---------- ZITIERTER TEXT ----------
Genossenschaft oder Gesellschaft? Was macht den Unterschied?
Wohnungsbaugesellschaft und Wohnungsbaugenossenschaft dienen der Schaffung und Verwaltung von Wohnraum.

Eine Wohnungsbaugesellschaft ist ein Unternehmen, das Wohnungen baut, vermietet oder verkauft und in der Regel gewinnorientiert arbeitet. Die Eigentümer sind oft private Investoren, Kommunen oder andere Unternehmen. Ziel ist es, Wohnungen zu vermarkten und Erträge für die Gesellschafter zu erzielen.
---------- ANGEZEIGTE DATEN ----------
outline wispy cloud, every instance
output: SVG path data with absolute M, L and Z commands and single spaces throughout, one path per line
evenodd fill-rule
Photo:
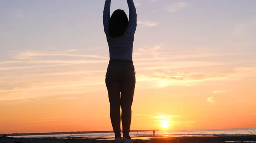
M 175 13 L 182 10 L 188 6 L 185 2 L 176 2 L 172 3 L 166 6 L 166 9 L 168 12 Z
M 211 96 L 207 98 L 207 101 L 209 102 L 210 103 L 214 103 L 214 101 L 213 101 L 213 97 Z
M 233 29 L 233 33 L 235 36 L 242 36 L 245 31 L 253 26 L 256 26 L 256 20 L 253 20 L 247 23 L 240 24 L 236 25 Z
M 73 52 L 76 50 L 68 50 L 68 52 Z M 21 53 L 18 53 L 15 56 L 14 58 L 17 59 L 33 59 L 33 58 L 44 57 L 44 56 L 73 56 L 73 57 L 87 57 L 87 58 L 94 58 L 101 59 L 107 59 L 108 57 L 106 56 L 99 56 L 94 55 L 86 55 L 86 54 L 77 54 L 70 53 L 69 52 L 53 52 L 52 53 L 44 53 L 40 52 L 35 52 L 30 50 L 26 50 Z
M 138 24 L 138 27 L 154 27 L 157 25 L 158 23 L 151 22 L 151 21 L 138 21 L 137 22 Z
M 137 7 L 139 7 L 140 6 L 141 6 L 141 3 L 134 3 L 134 4 L 135 5 L 135 6 Z
M 218 93 L 227 93 L 227 91 L 225 90 L 215 90 L 212 91 L 212 93 L 215 94 Z

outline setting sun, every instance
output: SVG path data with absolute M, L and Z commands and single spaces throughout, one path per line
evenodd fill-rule
M 163 128 L 167 128 L 169 126 L 169 123 L 167 121 L 163 121 L 161 124 L 161 126 Z

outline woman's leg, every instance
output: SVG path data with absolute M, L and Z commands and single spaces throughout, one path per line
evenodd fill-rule
M 115 135 L 121 137 L 120 86 L 118 76 L 114 69 L 108 69 L 105 83 L 110 103 L 110 118 Z
M 122 72 L 122 76 L 121 104 L 122 132 L 123 136 L 129 138 L 129 134 L 131 121 L 131 105 L 136 83 L 134 68 L 128 68 L 124 70 Z

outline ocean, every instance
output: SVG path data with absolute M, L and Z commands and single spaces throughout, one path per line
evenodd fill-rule
M 88 137 L 96 138 L 112 138 L 113 133 L 88 133 L 79 134 L 50 135 L 14 136 L 15 137 L 56 137 L 66 138 L 67 137 Z M 132 137 L 150 137 L 153 135 L 152 132 L 132 132 Z M 184 131 L 156 131 L 156 136 L 201 136 L 221 135 L 256 135 L 256 128 L 236 129 L 223 129 L 196 130 Z

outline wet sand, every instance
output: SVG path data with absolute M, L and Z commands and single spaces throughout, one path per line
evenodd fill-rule
M 204 137 L 135 137 L 134 143 L 256 143 L 256 135 Z M 30 138 L 0 137 L 0 143 L 110 143 L 110 138 Z

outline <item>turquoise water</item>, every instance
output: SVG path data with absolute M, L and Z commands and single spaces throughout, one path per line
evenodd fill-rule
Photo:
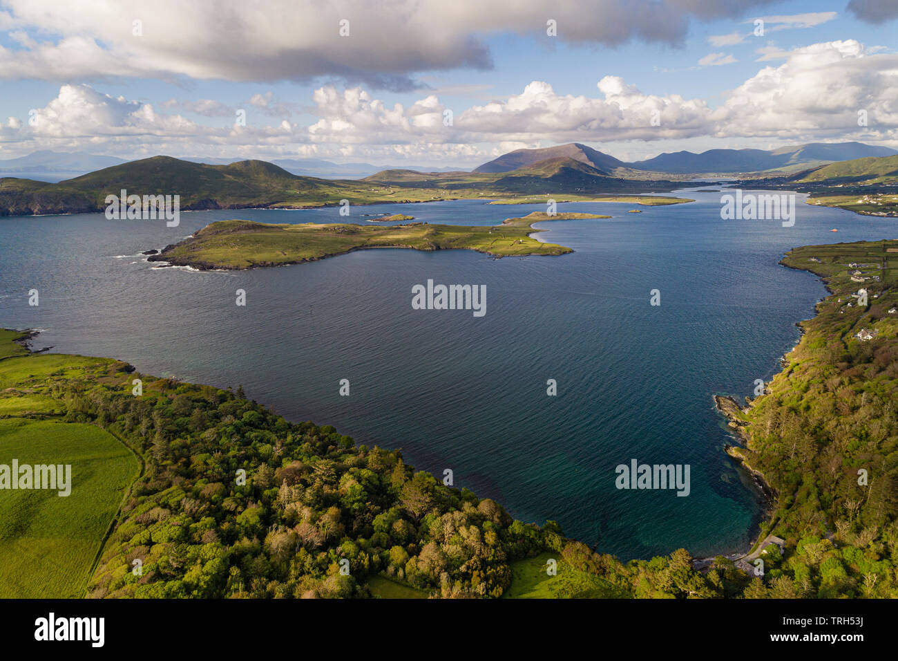
M 127 360 L 139 370 L 247 395 L 505 505 L 558 521 L 622 558 L 745 546 L 757 495 L 722 448 L 711 396 L 749 395 L 779 371 L 795 323 L 824 295 L 779 266 L 813 243 L 894 236 L 894 220 L 801 203 L 792 228 L 721 220 L 720 193 L 692 204 L 561 204 L 611 219 L 542 223 L 576 252 L 490 259 L 467 251 L 359 251 L 250 272 L 152 268 L 136 254 L 228 218 L 364 221 L 337 210 L 181 214 L 180 226 L 101 214 L 0 219 L 0 326 L 45 329 L 38 347 Z M 480 201 L 355 207 L 417 220 L 498 223 L 544 210 Z M 838 228 L 838 233 L 829 230 Z M 411 287 L 484 284 L 487 314 L 415 310 Z M 27 292 L 38 289 L 40 305 Z M 247 292 L 247 306 L 234 292 Z M 661 306 L 649 305 L 649 290 Z M 350 396 L 339 381 L 350 381 Z M 558 381 L 547 397 L 546 381 Z M 618 490 L 631 459 L 691 466 L 691 493 Z

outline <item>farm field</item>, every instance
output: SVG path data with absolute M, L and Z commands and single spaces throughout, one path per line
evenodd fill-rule
M 0 355 L 16 355 L 4 331 Z M 138 463 L 118 439 L 87 423 L 64 422 L 66 404 L 48 378 L 75 379 L 111 362 L 82 356 L 0 360 L 0 464 L 71 466 L 70 493 L 0 489 L 0 598 L 83 596 L 93 560 Z

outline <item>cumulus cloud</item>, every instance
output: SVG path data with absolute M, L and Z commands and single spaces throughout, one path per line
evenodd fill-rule
M 746 39 L 755 34 L 755 31 L 761 26 L 763 27 L 764 33 L 777 32 L 780 30 L 793 30 L 795 28 L 813 28 L 821 25 L 836 17 L 835 12 L 812 12 L 809 13 L 792 13 L 779 16 L 762 16 L 761 18 L 745 21 L 747 23 L 753 23 L 755 30 L 749 32 L 740 32 L 736 31 L 729 34 L 717 34 L 708 38 L 711 46 L 718 48 L 721 46 L 735 46 L 743 43 Z M 760 25 L 757 22 L 762 22 Z M 758 36 L 763 36 L 759 34 Z
M 196 103 L 198 110 L 214 106 Z M 65 85 L 46 106 L 32 111 L 28 121 L 10 118 L 0 128 L 0 143 L 20 149 L 101 147 L 130 154 L 189 154 L 207 146 L 286 153 L 286 143 L 296 139 L 290 137 L 294 129 L 286 121 L 277 126 L 209 127 L 178 113 L 157 112 L 150 103 L 101 94 L 88 85 Z
M 4 0 L 0 77 L 88 80 L 114 76 L 304 80 L 338 76 L 410 89 L 416 72 L 489 68 L 485 40 L 682 43 L 691 20 L 737 17 L 771 0 Z M 348 36 L 339 22 L 348 21 Z
M 859 127 L 865 111 L 868 127 Z M 814 138 L 898 137 L 898 55 L 870 54 L 854 40 L 789 51 L 728 94 L 716 134 Z
M 721 54 L 712 54 L 720 60 Z M 10 118 L 0 143 L 31 148 L 103 148 L 123 156 L 169 153 L 247 157 L 364 158 L 379 163 L 426 159 L 470 162 L 522 147 L 562 142 L 734 140 L 789 142 L 858 139 L 898 142 L 898 54 L 853 40 L 779 51 L 726 92 L 716 106 L 700 98 L 654 94 L 606 76 L 592 94 L 566 94 L 535 80 L 515 94 L 470 107 L 449 107 L 428 94 L 412 103 L 388 103 L 357 85 L 319 87 L 307 125 L 256 113 L 273 94 L 251 97 L 248 126 L 209 127 L 160 108 L 103 94 L 86 85 L 63 85 L 39 109 L 34 123 Z M 194 112 L 217 112 L 196 102 Z M 858 122 L 863 111 L 867 125 Z M 223 111 L 224 112 L 224 111 Z M 254 114 L 255 113 L 255 114 Z

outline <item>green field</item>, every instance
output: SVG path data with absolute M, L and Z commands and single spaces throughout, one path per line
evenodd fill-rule
M 137 460 L 92 424 L 0 420 L 0 463 L 70 464 L 71 494 L 0 490 L 0 598 L 80 596 Z
M 511 587 L 507 599 L 618 599 L 627 596 L 612 583 L 586 572 L 577 571 L 553 551 L 511 563 Z M 549 559 L 558 560 L 558 573 L 546 572 Z
M 0 331 L 0 356 L 13 356 L 0 360 L 0 464 L 69 464 L 72 485 L 66 496 L 0 489 L 0 598 L 82 596 L 138 464 L 96 425 L 63 422 L 66 403 L 48 384 L 102 374 L 115 362 L 30 354 L 13 344 L 22 335 Z
M 823 207 L 838 207 L 864 216 L 898 216 L 898 195 L 894 193 L 814 195 L 806 201 Z
M 589 213 L 549 216 L 533 212 L 524 218 L 507 219 L 501 225 L 484 227 L 427 223 L 387 227 L 269 225 L 250 220 L 219 220 L 154 255 L 151 261 L 207 269 L 245 269 L 300 264 L 365 248 L 462 249 L 497 256 L 558 255 L 572 251 L 533 238 L 530 235 L 545 231 L 534 229 L 533 223 L 606 218 L 610 217 Z

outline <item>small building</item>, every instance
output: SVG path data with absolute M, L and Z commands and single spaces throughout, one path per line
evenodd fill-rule
M 857 337 L 861 342 L 867 342 L 868 340 L 872 340 L 876 336 L 876 331 L 868 328 L 861 328 L 855 335 L 855 337 Z

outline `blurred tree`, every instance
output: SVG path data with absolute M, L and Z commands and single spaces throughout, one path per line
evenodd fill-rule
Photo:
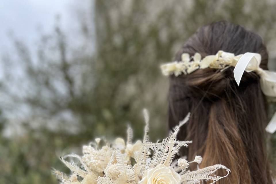
M 124 136 L 129 122 L 141 137 L 144 107 L 151 114 L 152 137 L 163 137 L 168 84 L 159 65 L 172 60 L 203 25 L 226 20 L 242 25 L 260 34 L 271 57 L 276 56 L 272 1 L 94 3 L 95 15 L 79 15 L 77 36 L 66 35 L 57 20 L 53 32 L 33 46 L 36 55 L 14 39 L 16 54 L 3 55 L 0 108 L 8 122 L 5 129 L 19 124 L 24 130 L 0 138 L 0 152 L 8 158 L 0 160 L 0 183 L 55 183 L 50 168 L 62 166 L 58 156 L 72 152 L 65 148 L 97 136 Z M 87 21 L 89 16 L 93 21 Z M 72 37 L 77 44 L 69 41 Z

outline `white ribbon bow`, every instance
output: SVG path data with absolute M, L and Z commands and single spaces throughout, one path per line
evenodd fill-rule
M 235 80 L 238 86 L 244 72 L 254 72 L 260 76 L 262 91 L 267 96 L 276 97 L 276 72 L 263 70 L 260 67 L 261 56 L 258 53 L 247 52 L 238 61 L 234 70 Z M 273 133 L 276 131 L 276 112 L 265 129 Z

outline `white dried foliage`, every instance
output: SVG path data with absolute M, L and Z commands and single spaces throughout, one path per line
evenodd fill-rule
M 174 184 L 195 184 L 208 180 L 214 183 L 229 174 L 230 170 L 219 164 L 193 171 L 187 170 L 189 163 L 200 163 L 202 158 L 200 156 L 196 156 L 194 160 L 190 162 L 183 158 L 178 160 L 175 159 L 176 154 L 181 148 L 187 146 L 191 143 L 191 141 L 177 140 L 179 129 L 189 120 L 189 114 L 179 125 L 175 127 L 168 137 L 162 141 L 154 143 L 149 141 L 148 112 L 145 109 L 144 110 L 143 112 L 146 125 L 143 141 L 138 140 L 133 144 L 133 131 L 130 127 L 128 129 L 126 143 L 123 139 L 119 138 L 116 139 L 112 145 L 107 144 L 99 148 L 98 146 L 100 140 L 97 139 L 95 141 L 97 142 L 94 144 L 94 146 L 83 146 L 82 156 L 72 154 L 61 158 L 61 160 L 71 170 L 72 174 L 68 176 L 53 170 L 53 173 L 57 176 L 60 183 L 143 184 L 157 183 L 155 181 L 160 182 L 160 179 L 164 179 L 164 181 L 161 181 L 163 183 L 167 183 L 168 182 L 169 182 L 168 183 Z M 68 157 L 78 159 L 79 164 L 66 160 Z M 162 169 L 157 169 L 160 168 Z M 216 175 L 216 171 L 220 169 L 225 170 L 227 175 L 221 176 Z M 175 178 L 173 182 L 170 180 L 172 177 L 171 175 L 168 175 L 167 178 L 165 175 L 162 176 L 158 179 L 147 176 L 153 172 L 158 172 L 162 169 L 170 171 L 173 173 Z M 152 179 L 154 180 L 150 180 Z

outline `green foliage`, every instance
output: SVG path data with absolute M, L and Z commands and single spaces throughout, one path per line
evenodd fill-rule
M 6 68 L 0 87 L 6 101 L 0 108 L 16 117 L 26 110 L 24 120 L 28 123 L 21 126 L 23 135 L 0 137 L 0 183 L 57 183 L 50 168 L 66 170 L 59 157 L 77 153 L 69 148 L 103 135 L 125 136 L 128 123 L 135 130 L 135 138 L 142 137 L 144 107 L 152 118 L 151 139 L 164 137 L 168 81 L 158 66 L 171 60 L 200 26 L 231 21 L 258 33 L 271 53 L 275 51 L 276 4 L 272 1 L 95 3 L 95 22 L 80 18 L 77 46 L 68 41 L 74 36 L 66 35 L 58 24 L 32 46 L 35 56 L 16 39 L 16 54 L 3 56 Z M 96 41 L 91 46 L 95 38 L 89 28 L 94 23 Z M 11 72 L 16 68 L 22 76 Z M 8 126 L 14 120 L 2 121 Z

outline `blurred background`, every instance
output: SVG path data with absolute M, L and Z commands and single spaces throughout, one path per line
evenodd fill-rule
M 51 168 L 68 171 L 60 156 L 124 136 L 128 124 L 142 137 L 144 107 L 152 140 L 164 138 L 159 65 L 200 26 L 226 20 L 259 33 L 276 70 L 275 9 L 272 0 L 0 1 L 0 183 L 57 183 Z

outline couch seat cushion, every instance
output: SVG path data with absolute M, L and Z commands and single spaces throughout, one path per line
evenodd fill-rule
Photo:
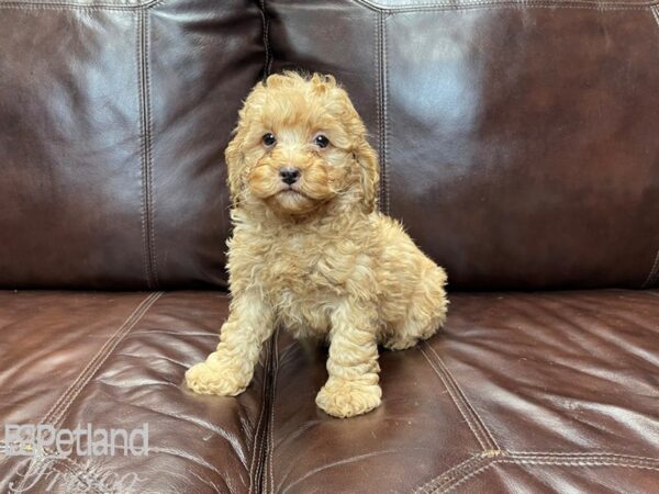
M 153 493 L 658 485 L 659 292 L 450 299 L 442 335 L 382 352 L 382 406 L 339 420 L 314 404 L 325 350 L 281 330 L 239 397 L 185 388 L 185 369 L 216 344 L 222 293 L 0 292 L 2 424 L 148 423 L 150 450 L 2 456 L 0 491 L 13 482 L 69 492 L 56 473 L 85 479 L 92 492 L 111 492 L 110 475 L 127 474 L 139 479 L 134 492 Z M 35 481 L 40 468 L 52 475 Z

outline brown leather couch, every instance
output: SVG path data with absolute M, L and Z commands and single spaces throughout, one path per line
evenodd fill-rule
M 283 330 L 237 398 L 182 384 L 227 314 L 223 148 L 289 68 L 346 86 L 450 280 L 354 419 Z M 659 492 L 658 87 L 655 0 L 0 2 L 1 422 L 149 431 L 3 436 L 0 492 Z

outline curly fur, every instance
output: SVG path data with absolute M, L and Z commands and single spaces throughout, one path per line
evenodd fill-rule
M 275 145 L 264 144 L 268 133 Z M 226 162 L 231 313 L 188 386 L 243 392 L 280 324 L 330 343 L 322 409 L 350 417 L 377 407 L 378 344 L 400 350 L 438 330 L 446 274 L 377 211 L 379 164 L 348 94 L 331 76 L 270 76 L 246 99 Z M 284 166 L 300 170 L 292 187 L 279 176 Z

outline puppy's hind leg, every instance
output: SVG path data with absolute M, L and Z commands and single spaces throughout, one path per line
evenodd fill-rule
M 335 417 L 365 414 L 380 404 L 376 311 L 342 303 L 332 315 L 327 373 L 316 404 Z
M 393 324 L 382 339 L 389 350 L 404 350 L 433 336 L 446 321 L 446 273 L 434 263 L 420 277 L 405 317 Z

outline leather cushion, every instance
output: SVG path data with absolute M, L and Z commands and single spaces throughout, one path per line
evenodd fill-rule
M 648 2 L 266 2 L 272 71 L 334 74 L 380 204 L 456 289 L 659 282 L 659 10 Z
M 224 285 L 250 0 L 0 3 L 0 287 Z
M 136 492 L 650 492 L 658 301 L 623 290 L 454 294 L 443 333 L 382 351 L 382 405 L 340 420 L 314 403 L 325 350 L 283 332 L 237 398 L 185 388 L 185 370 L 217 343 L 222 293 L 0 292 L 0 422 L 148 423 L 148 457 L 48 467 L 135 472 Z M 0 457 L 0 491 L 29 464 Z

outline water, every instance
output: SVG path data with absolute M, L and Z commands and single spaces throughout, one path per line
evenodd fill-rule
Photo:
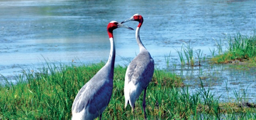
M 21 68 L 39 68 L 44 59 L 65 64 L 73 60 L 84 64 L 108 60 L 107 25 L 139 13 L 144 19 L 140 38 L 156 68 L 166 68 L 164 56 L 171 51 L 169 68 L 184 78 L 192 89 L 198 84 L 194 81 L 197 76 L 210 76 L 204 80 L 211 83 L 213 92 L 225 93 L 221 90 L 227 80 L 231 90 L 249 85 L 247 94 L 255 101 L 253 69 L 231 69 L 229 65 L 206 63 L 200 68 L 181 67 L 175 49 L 190 41 L 191 46 L 207 56 L 209 48 L 217 49 L 214 38 L 238 32 L 252 35 L 256 7 L 255 0 L 1 0 L 0 73 L 12 80 L 14 74 L 21 73 Z M 138 24 L 125 24 L 136 28 Z M 135 31 L 114 30 L 116 64 L 128 64 L 127 60 L 139 52 L 135 34 Z

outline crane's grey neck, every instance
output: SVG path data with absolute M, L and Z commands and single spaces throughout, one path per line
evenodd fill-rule
M 116 48 L 115 47 L 115 43 L 114 42 L 114 39 L 113 37 L 109 38 L 110 40 L 110 53 L 109 60 L 107 62 L 107 64 L 110 64 L 111 69 L 113 69 L 114 66 L 115 64 L 115 58 L 116 58 Z
M 146 48 L 145 47 L 144 45 L 143 45 L 143 44 L 142 44 L 142 43 L 140 40 L 140 27 L 137 27 L 137 29 L 136 29 L 135 36 L 136 36 L 136 40 L 137 40 L 137 43 L 138 43 L 138 45 L 139 45 L 139 47 L 140 48 L 140 51 L 141 51 L 144 49 L 146 49 Z

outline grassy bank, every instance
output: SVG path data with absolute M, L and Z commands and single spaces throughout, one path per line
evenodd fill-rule
M 37 70 L 25 70 L 15 84 L 0 87 L 0 119 L 69 120 L 74 97 L 80 89 L 105 64 L 65 65 L 46 63 Z M 133 119 L 124 107 L 123 86 L 126 68 L 115 68 L 111 100 L 102 115 L 106 120 Z M 189 91 L 175 75 L 155 69 L 147 89 L 149 119 L 253 119 L 255 109 L 240 101 L 222 103 L 209 89 Z M 142 95 L 136 103 L 136 119 L 143 119 Z
M 223 47 L 226 44 L 227 49 Z M 214 56 L 211 61 L 215 63 L 234 63 L 246 62 L 250 66 L 256 66 L 256 35 L 252 36 L 241 35 L 240 33 L 229 35 L 223 40 L 217 41 L 218 55 Z

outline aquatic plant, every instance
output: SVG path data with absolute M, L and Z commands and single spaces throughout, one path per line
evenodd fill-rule
M 195 52 L 194 52 L 195 50 Z M 201 52 L 201 49 L 196 49 L 191 47 L 190 46 L 190 42 L 188 44 L 186 43 L 183 43 L 181 46 L 180 51 L 177 49 L 176 49 L 176 51 L 178 52 L 180 60 L 181 65 L 183 65 L 185 64 L 185 59 L 187 61 L 187 64 L 190 65 L 192 66 L 195 65 L 195 63 L 196 60 L 196 57 L 194 57 L 194 54 L 196 53 L 198 58 L 198 65 L 200 65 L 203 56 L 203 52 Z M 183 56 L 183 53 L 185 56 L 184 59 Z

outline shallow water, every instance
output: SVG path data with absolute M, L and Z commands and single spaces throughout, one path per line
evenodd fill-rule
M 217 49 L 213 38 L 218 40 L 238 32 L 252 35 L 256 7 L 255 0 L 1 0 L 0 73 L 12 80 L 14 74 L 21 73 L 21 68 L 39 68 L 44 59 L 65 64 L 72 60 L 84 64 L 106 60 L 110 47 L 108 24 L 139 13 L 144 19 L 140 38 L 156 68 L 166 68 L 164 56 L 171 51 L 169 69 L 183 76 L 185 83 L 193 86 L 192 89 L 196 84 L 188 77 L 198 75 L 212 75 L 214 79 L 207 78 L 205 83 L 215 83 L 218 85 L 210 86 L 218 93 L 225 92 L 221 89 L 225 80 L 230 89 L 237 91 L 239 85 L 246 87 L 249 82 L 248 95 L 255 101 L 254 69 L 207 63 L 200 69 L 181 67 L 175 49 L 190 41 L 191 46 L 207 56 L 209 48 Z M 125 24 L 136 28 L 138 23 Z M 135 31 L 114 30 L 116 64 L 128 64 L 127 60 L 139 53 L 135 34 Z M 232 84 L 238 81 L 241 84 Z

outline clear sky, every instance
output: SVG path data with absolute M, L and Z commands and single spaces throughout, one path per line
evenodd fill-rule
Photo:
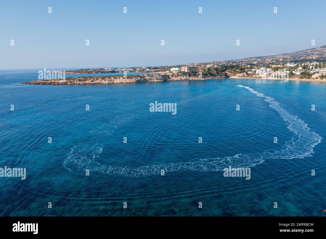
M 2 0 L 0 69 L 166 65 L 292 52 L 326 45 L 325 15 L 322 0 Z

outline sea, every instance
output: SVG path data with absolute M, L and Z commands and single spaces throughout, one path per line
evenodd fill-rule
M 0 216 L 326 215 L 326 83 L 22 83 L 40 70 L 0 70 L 0 168 L 26 169 Z

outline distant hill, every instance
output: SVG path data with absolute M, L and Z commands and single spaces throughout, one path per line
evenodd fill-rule
M 315 48 L 312 48 L 291 53 L 263 57 L 248 57 L 238 60 L 247 61 L 258 60 L 259 61 L 277 62 L 284 61 L 294 62 L 325 61 L 326 60 L 326 45 Z

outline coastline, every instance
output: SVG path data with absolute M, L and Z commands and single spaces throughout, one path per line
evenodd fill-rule
M 262 78 L 261 77 L 237 77 L 235 76 L 230 76 L 228 79 L 260 79 L 263 80 L 280 80 L 280 81 L 284 81 L 286 80 L 284 80 L 284 79 L 282 79 L 280 78 Z M 314 82 L 326 82 L 326 79 L 299 79 L 298 78 L 289 78 L 287 80 L 289 81 L 313 81 Z
M 225 78 L 216 76 L 210 76 L 202 78 L 182 74 L 151 74 L 130 75 L 124 77 L 123 75 L 103 76 L 81 77 L 66 78 L 64 80 L 46 79 L 21 82 L 30 85 L 100 85 L 111 84 L 133 84 L 144 82 L 172 81 L 174 81 L 208 80 L 213 79 Z
M 225 77 L 204 76 L 199 78 L 197 76 L 190 76 L 182 74 L 144 74 L 142 75 L 129 75 L 126 77 L 123 75 L 111 75 L 102 76 L 80 77 L 66 78 L 64 80 L 46 79 L 37 80 L 21 82 L 23 84 L 29 85 L 101 85 L 105 84 L 133 84 L 144 82 L 172 81 L 184 80 L 203 80 L 214 79 L 266 79 L 283 81 L 299 81 L 316 82 L 326 82 L 326 79 L 301 79 L 292 78 L 287 79 L 271 78 L 263 78 L 260 77 L 244 77 L 243 76 L 237 76 L 234 75 L 227 78 Z

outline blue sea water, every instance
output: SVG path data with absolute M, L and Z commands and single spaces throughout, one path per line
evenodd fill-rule
M 0 167 L 26 171 L 0 177 L 0 215 L 325 215 L 325 83 L 21 83 L 38 71 L 0 71 Z

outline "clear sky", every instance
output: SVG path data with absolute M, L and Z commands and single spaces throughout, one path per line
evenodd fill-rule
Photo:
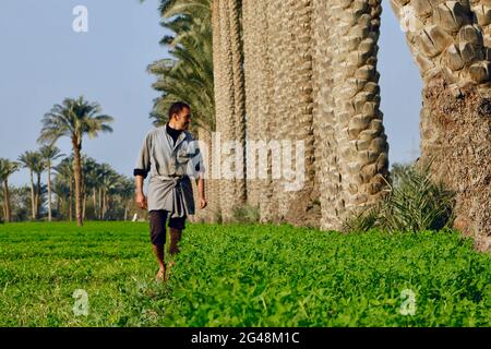
M 115 117 L 113 133 L 84 139 L 83 152 L 132 176 L 148 112 L 158 94 L 146 67 L 166 57 L 158 41 L 158 0 L 1 0 L 0 157 L 38 148 L 40 120 L 53 104 L 83 95 Z M 76 5 L 88 10 L 88 32 L 72 28 Z M 390 159 L 406 161 L 419 145 L 421 82 L 404 34 L 383 1 L 379 70 Z M 58 146 L 70 154 L 68 140 Z M 25 184 L 26 170 L 12 176 Z

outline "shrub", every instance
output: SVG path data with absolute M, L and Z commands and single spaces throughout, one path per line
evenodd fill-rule
M 455 193 L 432 180 L 429 165 L 398 166 L 395 174 L 387 183 L 388 195 L 350 217 L 345 231 L 416 232 L 452 226 Z
M 259 222 L 259 208 L 248 204 L 238 206 L 233 209 L 233 220 L 242 224 Z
----------
[AUFGABENSTELLUNG]
Wer sind laut dem Text über Wohnungsbaugesellschaften und -genossenschaften oft die Eigentümer einer Wohnungsbaugesellschaft? Die Einträge spielen hierbei keine Rolle.

[ANTWORT]
Oft sind es private Investoren, Kommunen oder andere Unternehmen.